Work to do:
A - Answer these questions from the USS pensions dispute FAQ:
(i) What share of UCU members voted in favor of strike action?
(ii) On what date will the strikes begin?
(iii) How many universities will take part in the action?
B - Using the USS pensions dispute FAQ, explain in one to three sentences why the strike is taking place.
C - Carry the USS pensions dispute FAQ forward from its final sentence.

USS Pensions dispute: FAQ for Students’ Unions

Thursday 08-02-2018 - 08:14

USS Pensions dispute: FAQ for Students’ Unions

What is going on?

The University and College Union (UCU), the trade union representing academic staff in Further and Higher Education, has announced industrial action over the future of the Universities Superannuation Scheme (USS) after negotiations ended without an agreement between representatives from UCU and Universities UK (UUK).

Why is the strike taking place?

The dispute is over proposed changes to the USS scheme. USS is the main pension scheme for academic and related staff in the pre-92 institutions and, since its foundation, has provided a decent income in retirement for hundreds of thousands of people. In a sector where many would earn more working in the private sector, the USS pension has provided compensation for relatively modest salaries and has acted as a magnet for talented overseas staff. First Actuarial estimates that a typical lecturer will receive £208,000 less under the proposals than presently.

In a ballot, on the proposals, 88% of UCU members voted in favour of strike action.

When will it happen?

The strike will one of the largest ever strikes of academic staff on UK campuses. Strikes will begin on the 22nd February 2018. 61 Universities will be taking part in the action over a four-week period that will begin with a five-day walkout either side of a weekend. There will then be four days of strikes from Monday 5 - Thursday 8 March and a full five-day walkout the following week (12 - 16 March).

Source data:

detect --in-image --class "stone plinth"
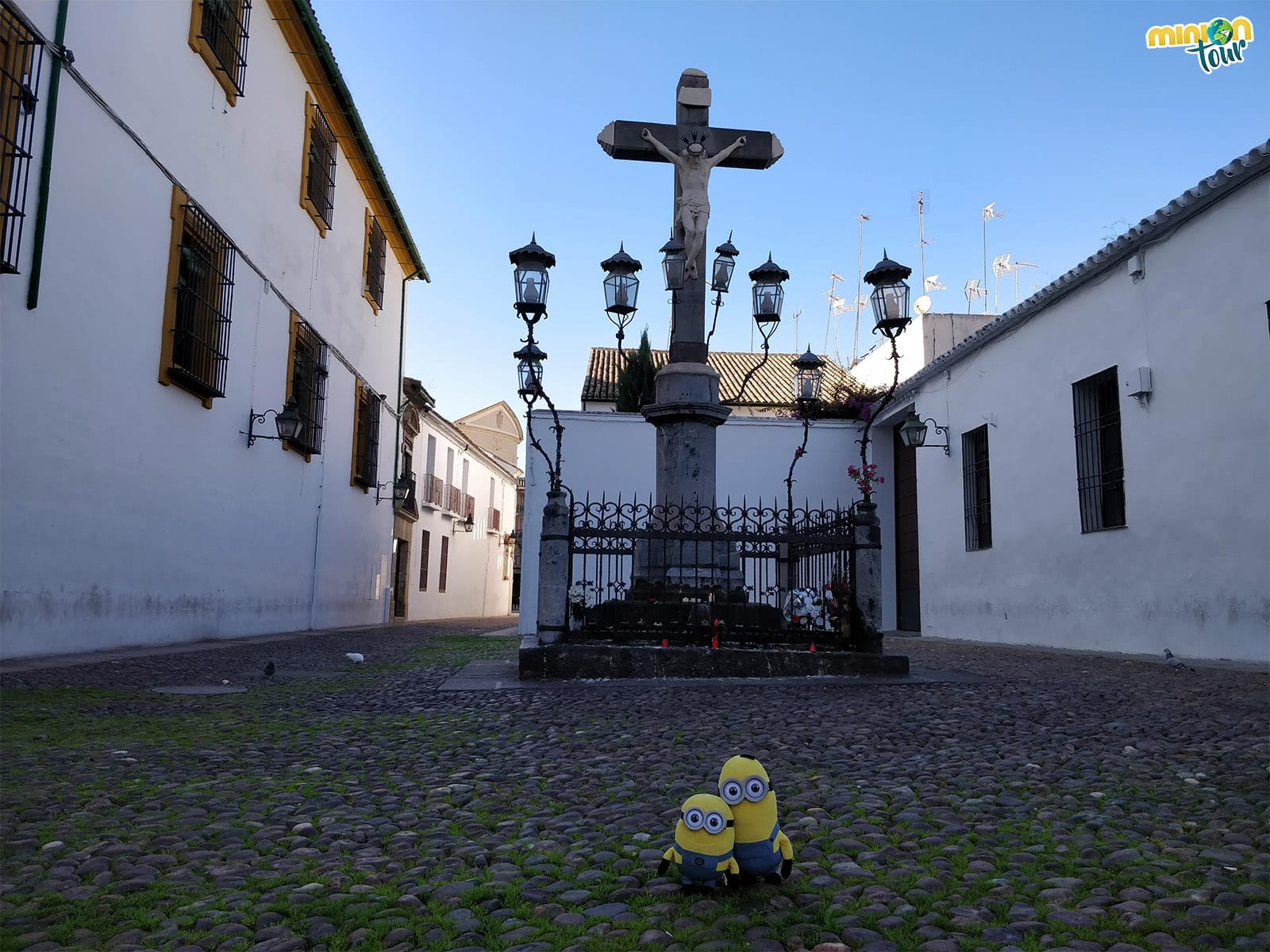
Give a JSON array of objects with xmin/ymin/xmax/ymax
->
[{"xmin": 521, "ymin": 643, "xmax": 908, "ymax": 679}]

Exercise responses:
A -
(i) 88%
(ii) 22nd February 2018
(iii) 61

B - The strike is over proposed changes to USS, the main pension scheme for academic and related staff in pre-92 institutions. That scheme has made up for relatively modest salaries and drawn talented overseas staff. First Actuarial estimates that a typical lecturer would receive £208,000 less under the proposals.

C -
List of participating institutions:

Note: Due to their academic calendar four universities - King's, Queen Mary, Edinburgh and Stirling - will not take action in week one. They will start their action in week two on Monday 26 February. They will then walk out for two days on Monday 19 and Tuesday 20 March.

What is NUS’ position?

We believe that fairly rewarded staff are the cornerstone of the university experience and that the proposal by Universities UK to substantially cut the pensions of members of the USS pension scheme will be hugely damaging if implemented.

We stand in full solidarity with UCU throughout this dispute, and are calling on university negotiators to return to the table. See the joint UCU/NUS statement.

What can students’ unions do?

We will be encouraging students’ unions to take part in solidarity actions in support of the strike. We are asking you to:

  • Continue to call for the university employers to recognise the seriousness of the situation and agree to meaningful negotiations either directly with the union or via ACAS;
  • Write to your institution head to complain about the impact the strike will have on students’ learning and to, therefore, return to negotiations.
  • Participate in local demonstrative solidarity action during the strikes in support of UCU members.

Will NUS be providing resources?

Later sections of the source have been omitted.